---------- EXERCISE INPUTS ----------

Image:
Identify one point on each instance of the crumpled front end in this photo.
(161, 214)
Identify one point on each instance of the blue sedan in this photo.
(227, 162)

----------

→ WHAT THE TASK ASKS
Write all the entries again precisely as they were given.

→ YOUR RESPONSE
Image:
Identify one point on each instance of the crumpled front end in this photo.
(161, 214)
Identify one point on each instance of the blue sedan in this photo.
(227, 162)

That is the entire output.